* What the task requires:
Nothing should be left out. Transcribe the entries exactly as written.

* Records for the task:
==========

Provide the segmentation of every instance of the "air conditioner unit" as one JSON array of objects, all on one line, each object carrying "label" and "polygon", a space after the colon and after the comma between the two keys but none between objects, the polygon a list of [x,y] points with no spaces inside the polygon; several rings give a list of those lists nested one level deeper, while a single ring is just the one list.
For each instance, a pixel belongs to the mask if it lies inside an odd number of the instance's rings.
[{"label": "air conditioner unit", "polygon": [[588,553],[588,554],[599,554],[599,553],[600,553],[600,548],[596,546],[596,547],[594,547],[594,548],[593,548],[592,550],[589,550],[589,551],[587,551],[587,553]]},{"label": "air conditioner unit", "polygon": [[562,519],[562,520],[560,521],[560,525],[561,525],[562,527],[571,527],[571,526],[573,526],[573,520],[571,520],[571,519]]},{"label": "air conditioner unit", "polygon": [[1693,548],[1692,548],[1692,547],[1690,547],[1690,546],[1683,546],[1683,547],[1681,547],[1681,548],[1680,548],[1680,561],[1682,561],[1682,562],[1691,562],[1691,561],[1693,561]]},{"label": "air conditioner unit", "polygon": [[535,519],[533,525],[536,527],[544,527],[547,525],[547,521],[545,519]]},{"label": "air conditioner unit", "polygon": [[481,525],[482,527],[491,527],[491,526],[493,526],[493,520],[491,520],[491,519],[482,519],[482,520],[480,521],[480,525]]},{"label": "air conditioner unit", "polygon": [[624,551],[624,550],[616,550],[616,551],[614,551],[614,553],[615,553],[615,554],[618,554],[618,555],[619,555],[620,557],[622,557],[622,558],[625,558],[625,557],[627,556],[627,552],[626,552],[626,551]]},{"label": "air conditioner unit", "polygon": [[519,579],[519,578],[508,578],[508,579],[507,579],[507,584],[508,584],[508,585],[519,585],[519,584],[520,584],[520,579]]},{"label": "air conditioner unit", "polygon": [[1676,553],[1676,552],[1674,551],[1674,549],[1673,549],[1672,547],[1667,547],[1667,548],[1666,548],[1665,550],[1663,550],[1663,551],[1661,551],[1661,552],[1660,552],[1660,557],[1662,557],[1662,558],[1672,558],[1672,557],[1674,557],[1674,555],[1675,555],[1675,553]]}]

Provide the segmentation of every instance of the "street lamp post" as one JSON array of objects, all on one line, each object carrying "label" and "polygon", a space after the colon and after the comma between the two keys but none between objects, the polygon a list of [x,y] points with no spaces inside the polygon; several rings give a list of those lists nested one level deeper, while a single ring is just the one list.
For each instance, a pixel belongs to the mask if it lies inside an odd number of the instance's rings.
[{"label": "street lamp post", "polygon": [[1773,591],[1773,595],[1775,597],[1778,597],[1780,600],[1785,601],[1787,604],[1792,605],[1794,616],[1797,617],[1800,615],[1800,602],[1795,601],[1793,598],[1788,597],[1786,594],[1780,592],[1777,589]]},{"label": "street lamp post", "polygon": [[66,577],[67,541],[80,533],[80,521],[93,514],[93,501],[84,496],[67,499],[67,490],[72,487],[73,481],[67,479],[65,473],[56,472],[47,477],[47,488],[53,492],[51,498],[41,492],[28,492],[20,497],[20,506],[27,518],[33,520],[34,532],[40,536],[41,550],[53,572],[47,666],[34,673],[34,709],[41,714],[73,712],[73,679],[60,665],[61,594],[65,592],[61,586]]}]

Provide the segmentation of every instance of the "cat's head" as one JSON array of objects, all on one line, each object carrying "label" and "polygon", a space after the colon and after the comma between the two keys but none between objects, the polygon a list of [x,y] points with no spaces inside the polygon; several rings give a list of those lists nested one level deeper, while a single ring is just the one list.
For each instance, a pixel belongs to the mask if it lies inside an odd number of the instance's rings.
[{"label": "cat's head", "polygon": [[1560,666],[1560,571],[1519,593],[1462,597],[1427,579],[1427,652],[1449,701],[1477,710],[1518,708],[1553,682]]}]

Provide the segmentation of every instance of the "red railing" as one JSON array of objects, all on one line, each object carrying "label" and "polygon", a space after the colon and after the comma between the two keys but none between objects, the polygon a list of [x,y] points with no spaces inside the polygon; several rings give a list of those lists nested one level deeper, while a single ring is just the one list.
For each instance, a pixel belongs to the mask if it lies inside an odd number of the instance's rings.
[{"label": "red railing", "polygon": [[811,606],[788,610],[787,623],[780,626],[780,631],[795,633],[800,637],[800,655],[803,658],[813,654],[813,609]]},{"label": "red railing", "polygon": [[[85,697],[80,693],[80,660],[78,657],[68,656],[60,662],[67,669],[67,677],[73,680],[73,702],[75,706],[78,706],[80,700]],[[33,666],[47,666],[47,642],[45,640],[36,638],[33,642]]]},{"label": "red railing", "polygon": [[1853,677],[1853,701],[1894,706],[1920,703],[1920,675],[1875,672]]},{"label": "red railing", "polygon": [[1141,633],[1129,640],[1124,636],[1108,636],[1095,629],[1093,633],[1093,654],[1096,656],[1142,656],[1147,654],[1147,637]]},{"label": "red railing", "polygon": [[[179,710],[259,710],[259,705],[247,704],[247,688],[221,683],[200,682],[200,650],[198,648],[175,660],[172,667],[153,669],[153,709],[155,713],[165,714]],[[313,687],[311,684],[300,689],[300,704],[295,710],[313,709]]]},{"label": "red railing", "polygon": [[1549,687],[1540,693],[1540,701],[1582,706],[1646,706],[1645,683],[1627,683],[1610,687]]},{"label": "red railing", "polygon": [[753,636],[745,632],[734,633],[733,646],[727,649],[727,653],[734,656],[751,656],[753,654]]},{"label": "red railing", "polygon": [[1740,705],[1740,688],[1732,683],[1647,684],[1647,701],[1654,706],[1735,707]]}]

==========

* Solution to the exercise:
Provide the segmentation of every instance of the "air conditioner unit" as one JSON array of objects, all on one line, each object carrying "label" and "polygon", a space after the colon and after the comma between the two keys but none between objects, the polygon a list of [x,y] points with no spaces inside the polygon; several rings give a list of those lists nested one level deeper, while a single ring is just the one list.
For each instance, a pixel belongs to the mask if it lies inside an odd number of the instance's rings.
[{"label": "air conditioner unit", "polygon": [[588,553],[588,554],[599,554],[599,553],[600,553],[600,548],[596,546],[596,547],[594,547],[594,548],[593,548],[592,550],[589,550],[589,551],[587,551],[587,553]]},{"label": "air conditioner unit", "polygon": [[562,519],[562,520],[560,521],[560,525],[561,525],[562,527],[571,527],[571,526],[573,526],[573,520],[571,520],[571,519]]},{"label": "air conditioner unit", "polygon": [[1693,548],[1692,548],[1692,547],[1690,547],[1690,546],[1683,546],[1683,547],[1681,547],[1681,548],[1680,548],[1680,561],[1682,561],[1682,562],[1691,562],[1691,561],[1693,561]]},{"label": "air conditioner unit", "polygon": [[535,519],[533,525],[536,527],[544,527],[547,525],[547,521],[545,519]]},{"label": "air conditioner unit", "polygon": [[481,525],[482,527],[491,527],[491,526],[493,526],[493,520],[491,520],[491,519],[482,519],[482,520],[480,521],[480,525]]},{"label": "air conditioner unit", "polygon": [[624,551],[624,550],[616,550],[616,551],[614,551],[614,553],[615,553],[615,554],[618,554],[618,555],[619,555],[620,557],[622,557],[622,558],[625,558],[625,557],[627,556],[627,552],[626,552],[626,551]]},{"label": "air conditioner unit", "polygon": [[519,579],[519,578],[508,578],[508,579],[507,579],[507,584],[508,584],[508,585],[519,585],[519,584],[520,584],[520,579]]},{"label": "air conditioner unit", "polygon": [[1676,553],[1676,552],[1674,551],[1674,549],[1673,549],[1672,547],[1667,547],[1667,548],[1666,548],[1665,550],[1663,550],[1663,551],[1661,551],[1661,552],[1660,552],[1660,557],[1662,557],[1662,558],[1672,558],[1672,557],[1674,557],[1674,555],[1675,555],[1675,553]]}]

Provide the segmentation of every instance of the "street lamp post" as one JSON array of objects, all on one line, each object carrying "label" and "polygon", a space after the colon and after the comma between the two keys but none between objects, the polygon a list of [x,y] points with no spaces inside the polygon; several rings give a list of those lists nested one level deeper, while a single ring is just the one list.
For each instance, a pixel belongs to the mask if it lies inside an odd number of the instance's rings.
[{"label": "street lamp post", "polygon": [[1773,591],[1773,595],[1775,597],[1778,597],[1780,600],[1785,601],[1787,604],[1792,605],[1794,616],[1797,617],[1800,615],[1800,602],[1795,601],[1793,598],[1788,597],[1786,594],[1780,592],[1777,589]]},{"label": "street lamp post", "polygon": [[66,577],[67,541],[80,533],[80,521],[93,514],[93,501],[84,496],[67,499],[67,490],[72,487],[73,481],[67,479],[65,473],[56,472],[47,477],[47,488],[53,492],[51,498],[41,492],[28,492],[20,497],[20,506],[27,518],[33,520],[34,532],[40,536],[41,550],[53,572],[47,666],[34,673],[34,709],[41,714],[73,712],[73,679],[60,665],[61,594],[65,592],[61,586]]}]

Provide the segmentation of every instance of the "cat's head" as one JSON array of objects, all on one line, each object carrying "label" and "polygon", a space after the colon and after the comma between the two keys but none between objects, the polygon a list of [x,y] points with no spaces inside the polygon; several rings give a list of those lists nested one level deeper, while a single ring is just the one list.
For each instance, a pixel belongs to the mask if it lies inside an odd number of the instance's rings.
[{"label": "cat's head", "polygon": [[1560,666],[1560,571],[1519,593],[1462,597],[1427,579],[1427,652],[1449,701],[1477,710],[1518,708],[1553,682]]}]

Provide the segmentation of every instance of the "red railing" as one JSON array of objects, all on one line, each object carrying "label" and "polygon", a space after the colon and after the comma between the two keys but none between objects, the polygon a list of [x,y] points with no spaces inside the polygon; several rings give a list of those lists nested one level deeper, while a single ring is just the one list.
For each instance, a pixel belongs to the mask if it lies inside an odd number of the instance's rings.
[{"label": "red railing", "polygon": [[811,606],[788,610],[787,623],[780,626],[780,631],[795,633],[800,637],[800,655],[803,658],[813,654],[813,609]]},{"label": "red railing", "polygon": [[[85,697],[80,693],[80,660],[78,657],[68,656],[60,662],[67,669],[67,677],[73,680],[73,702],[75,706],[78,706],[80,700]],[[33,666],[47,666],[47,642],[45,640],[36,638],[33,642]]]},{"label": "red railing", "polygon": [[1853,677],[1853,701],[1894,706],[1920,703],[1920,675],[1875,672]]},{"label": "red railing", "polygon": [[1141,633],[1129,640],[1124,636],[1108,636],[1095,629],[1093,633],[1093,654],[1096,656],[1142,656],[1147,654],[1147,637]]},{"label": "red railing", "polygon": [[[179,710],[259,710],[259,705],[247,704],[247,688],[221,683],[200,682],[200,650],[198,648],[175,660],[172,667],[153,669],[153,709],[155,713],[165,714]],[[313,687],[311,684],[300,689],[300,704],[295,710],[313,709]]]},{"label": "red railing", "polygon": [[1549,687],[1540,693],[1540,701],[1582,706],[1646,706],[1645,683],[1627,683],[1610,687]]},{"label": "red railing", "polygon": [[753,636],[745,632],[734,633],[733,646],[727,649],[727,653],[734,656],[751,656],[753,654]]},{"label": "red railing", "polygon": [[1740,705],[1740,688],[1732,683],[1647,684],[1647,701],[1654,706],[1735,707]]}]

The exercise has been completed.